### DATASET ENTRIES

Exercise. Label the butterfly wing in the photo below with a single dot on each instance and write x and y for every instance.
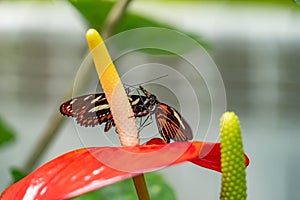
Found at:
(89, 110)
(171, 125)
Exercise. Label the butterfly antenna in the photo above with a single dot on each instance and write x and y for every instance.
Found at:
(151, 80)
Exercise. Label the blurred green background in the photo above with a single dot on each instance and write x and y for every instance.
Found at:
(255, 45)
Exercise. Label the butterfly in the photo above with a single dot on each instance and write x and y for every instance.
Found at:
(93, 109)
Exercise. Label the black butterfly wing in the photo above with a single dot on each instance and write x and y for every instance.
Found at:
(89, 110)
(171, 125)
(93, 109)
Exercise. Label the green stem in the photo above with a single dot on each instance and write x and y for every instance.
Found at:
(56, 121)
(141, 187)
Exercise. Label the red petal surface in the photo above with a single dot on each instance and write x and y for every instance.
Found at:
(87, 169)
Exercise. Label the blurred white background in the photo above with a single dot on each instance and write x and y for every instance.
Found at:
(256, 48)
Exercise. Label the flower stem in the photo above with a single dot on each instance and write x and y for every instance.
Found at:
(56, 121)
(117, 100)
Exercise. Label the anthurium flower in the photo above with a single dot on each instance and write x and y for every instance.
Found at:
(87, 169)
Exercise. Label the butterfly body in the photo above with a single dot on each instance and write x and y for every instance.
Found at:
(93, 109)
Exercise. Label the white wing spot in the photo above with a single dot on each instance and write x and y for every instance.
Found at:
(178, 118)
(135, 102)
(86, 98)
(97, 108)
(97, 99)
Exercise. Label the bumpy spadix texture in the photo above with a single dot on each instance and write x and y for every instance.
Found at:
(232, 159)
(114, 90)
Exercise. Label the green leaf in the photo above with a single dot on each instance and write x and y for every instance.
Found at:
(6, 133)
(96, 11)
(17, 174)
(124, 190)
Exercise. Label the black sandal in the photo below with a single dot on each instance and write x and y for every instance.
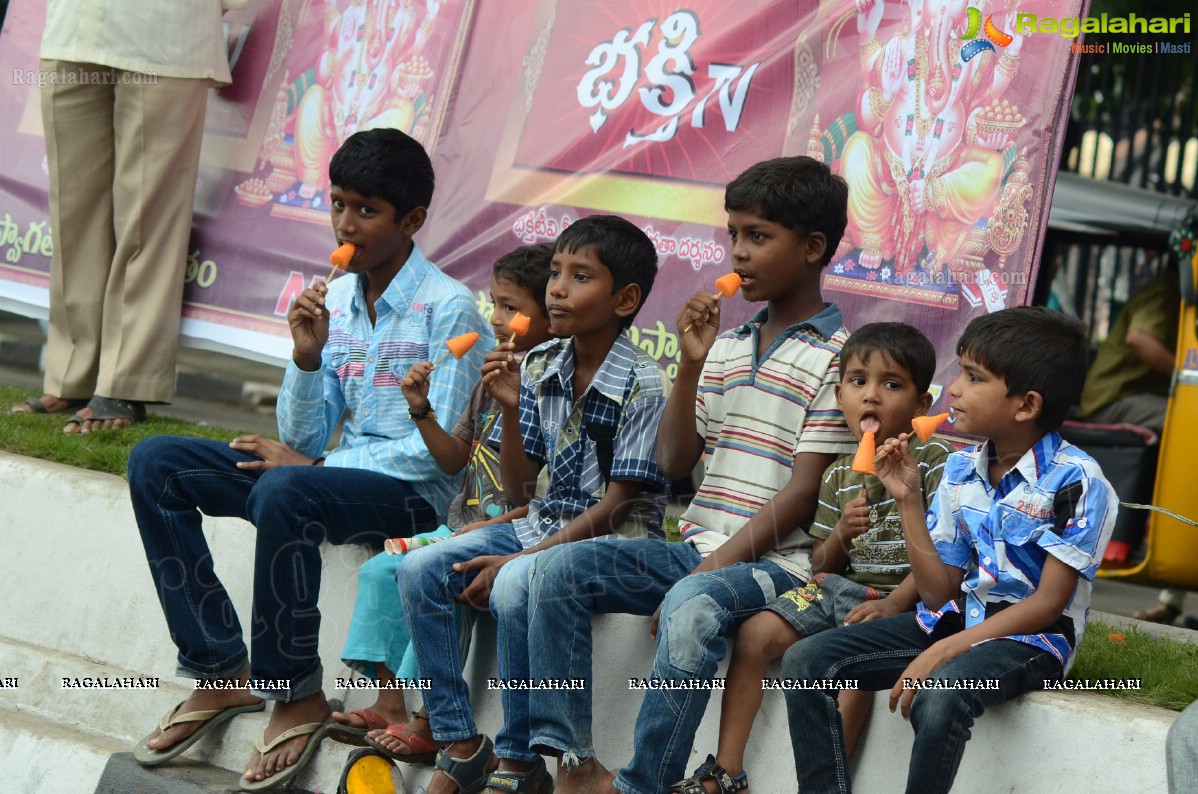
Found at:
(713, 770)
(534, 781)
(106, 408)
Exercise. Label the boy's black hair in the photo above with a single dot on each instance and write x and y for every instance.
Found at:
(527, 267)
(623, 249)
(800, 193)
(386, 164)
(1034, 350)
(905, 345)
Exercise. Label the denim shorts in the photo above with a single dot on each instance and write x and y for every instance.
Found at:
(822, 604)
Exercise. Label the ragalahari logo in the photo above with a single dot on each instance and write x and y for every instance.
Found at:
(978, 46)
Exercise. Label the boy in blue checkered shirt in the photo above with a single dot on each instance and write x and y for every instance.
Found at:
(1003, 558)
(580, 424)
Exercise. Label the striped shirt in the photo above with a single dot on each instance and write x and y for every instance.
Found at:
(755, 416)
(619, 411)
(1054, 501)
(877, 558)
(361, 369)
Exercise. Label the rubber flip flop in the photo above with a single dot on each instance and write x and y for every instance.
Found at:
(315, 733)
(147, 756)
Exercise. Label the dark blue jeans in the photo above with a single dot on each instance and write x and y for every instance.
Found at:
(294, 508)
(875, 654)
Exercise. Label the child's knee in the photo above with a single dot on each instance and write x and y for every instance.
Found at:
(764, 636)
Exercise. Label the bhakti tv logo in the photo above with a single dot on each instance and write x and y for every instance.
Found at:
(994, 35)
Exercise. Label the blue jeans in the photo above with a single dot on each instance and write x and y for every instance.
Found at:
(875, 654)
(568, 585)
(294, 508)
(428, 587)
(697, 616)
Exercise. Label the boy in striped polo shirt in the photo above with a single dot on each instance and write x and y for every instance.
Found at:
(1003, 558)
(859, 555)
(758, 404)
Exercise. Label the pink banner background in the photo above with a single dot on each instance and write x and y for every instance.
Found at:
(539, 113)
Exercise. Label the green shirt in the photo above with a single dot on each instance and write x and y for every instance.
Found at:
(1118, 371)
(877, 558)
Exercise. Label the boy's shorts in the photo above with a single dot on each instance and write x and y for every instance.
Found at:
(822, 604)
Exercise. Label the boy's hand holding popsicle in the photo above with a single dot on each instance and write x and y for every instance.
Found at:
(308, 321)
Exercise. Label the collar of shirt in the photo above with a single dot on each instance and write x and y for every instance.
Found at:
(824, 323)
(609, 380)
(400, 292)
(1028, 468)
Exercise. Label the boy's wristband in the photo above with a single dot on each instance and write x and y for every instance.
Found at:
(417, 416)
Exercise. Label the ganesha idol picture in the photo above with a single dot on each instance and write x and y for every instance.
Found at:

### EXERCISE
Copy out all of the material above word for word, leaving out the pictures.

### SOLUTION FOR THIS TASK
Exercise. Label the butterfly wing in the photo below with a single dot on each instance and write x and y for every instance.
Found at:
(89, 110)
(171, 125)
Exercise. Label the butterfly antenna in the photo above with a single dot on each instance and write x and y for every instance.
Found at:
(151, 80)
Exercise. Label the blurred green background in the photo above with a single dot on each instance and write x and y for every instance.
Found at:
(255, 45)
Exercise. Label the butterfly in the photo above with a single dot on each instance and write x and y for every instance.
Found at:
(93, 109)
Exercise. Label the black butterfly wing in the photo above with a single dot on each instance and write x and y for every instance.
Found at:
(89, 110)
(171, 125)
(93, 109)
Exercise. Label the green stem in the photo above with a single dot on each instance and write x and y for every instance.
Found at:
(56, 121)
(141, 187)
Exercise. Label the red petal surface in the photo above with a single dot on each instance and write x and y for every instance.
Found at:
(87, 169)
Exercise. Label the blurred white background in the photo above with a single dot on each instance and write x and y for every instance.
Found at:
(256, 48)
Exercise. Label the flower stem in the photo above with a single dot on each instance and write x and y for every instance.
Found at:
(56, 121)
(117, 100)
Exercise. Label the anthurium flower in the photo above with a single dot on each instance and write x and y for every instance.
Found at:
(87, 169)
Exercise. Label the butterfly body in the photo above with a single dot on each instance and write x and y for every instance.
Found at:
(93, 109)
Exercise. Label the white wing spot in the photo above with a single dot on each instance and write x and y for every instance.
Found at:
(178, 118)
(135, 102)
(86, 98)
(97, 108)
(97, 99)
Exercise. Label the bumpy spadix texture in the photo above with a single dot on each instance and write x and y for every instance.
Found at:
(232, 159)
(114, 90)
Exercise. Label the green leaf in the photo above with a single dot on each instance and write x and y for every instance.
Found at:
(6, 133)
(96, 11)
(17, 174)
(124, 190)
Exercise. Label the black sandal in the photo below with a single dot on each instance and write x and y for every instance.
Found at:
(713, 770)
(534, 781)
(106, 408)
Exercise. Label the boy's black hair in the photo above with a single dot on each instance and write x and y for every instance.
Found at:
(527, 267)
(623, 249)
(800, 193)
(386, 164)
(1034, 350)
(905, 345)
Exercise. Label the denim shorts in the photo above with a single dot on each instance and write x and y for every instance.
Found at:
(822, 604)
Exercise. Label the ragalahari logo in the photo above with a single dot on each instance and write x and y for every instance.
Found at:
(978, 46)
Exercise. Label the boy in blue checkered shirt in the photo above with a single dot on each instance and write x and y for every instance.
Found at:
(1003, 558)
(580, 424)
Exercise. Label the striped shirt in the photo above with a single dot on each instance and write x and y for every instance.
Found at:
(755, 416)
(619, 411)
(1054, 501)
(877, 558)
(361, 369)
Exercise. Label the rubber flip flop in the photo above with a single dot on each instance and write x and y for every instance.
Found at:
(315, 733)
(147, 756)
Exercise. Label the dark blue jeans in the photo above with a single dot on each instance and write x and y for every instance.
Found at:
(294, 508)
(875, 654)
Exercise. Label the child's knee in the photo above with a single dot on each instance and write x and y for every instance.
Found at:
(764, 636)
Exercise. Label the bhakti tv logo in the photo above with a single dot on each instance and write x and y for every instance.
Found at:
(994, 35)
Exercise. Label the blue jeans in the photo above with a single dot on each instance and write x and y for every instance.
Found at:
(875, 654)
(568, 585)
(294, 508)
(428, 587)
(697, 616)
Exercise. Label the boy in striped polo shirt in the photo above with a single dot on each instance and write x and y for every instance.
Found at:
(1003, 558)
(859, 555)
(758, 404)
Exercise. Label the pink banner background in the photo above with a single dot on each instance and write x and y for every instance.
Found at:
(539, 113)
Exercise. Label the green shirt in the photo above with a single dot on each instance and write x and y for every instance.
Found at:
(1118, 371)
(877, 558)
Exercise. Label the boy's shorts in the photo above with a single dot on each instance and write x and y for every instance.
Found at:
(822, 604)
Exercise. Label the boy's hand holding popsicle in the photo above with a single dot on each instance and write x and y for every instance.
Found at:
(308, 321)
Exercise. Label the collar of shirt in the photo above with a single dot on each instance and write x and y for every instance.
Found at:
(824, 323)
(609, 380)
(400, 292)
(1028, 468)
Exercise. Label the boy's wristband in the photo above with a single dot on each instance and write x and y for every instance.
Found at:
(417, 416)
Exercise. Label the ganesha idol picture in the photo above with a single dot on each instance and write x and y for every instance.
Found at:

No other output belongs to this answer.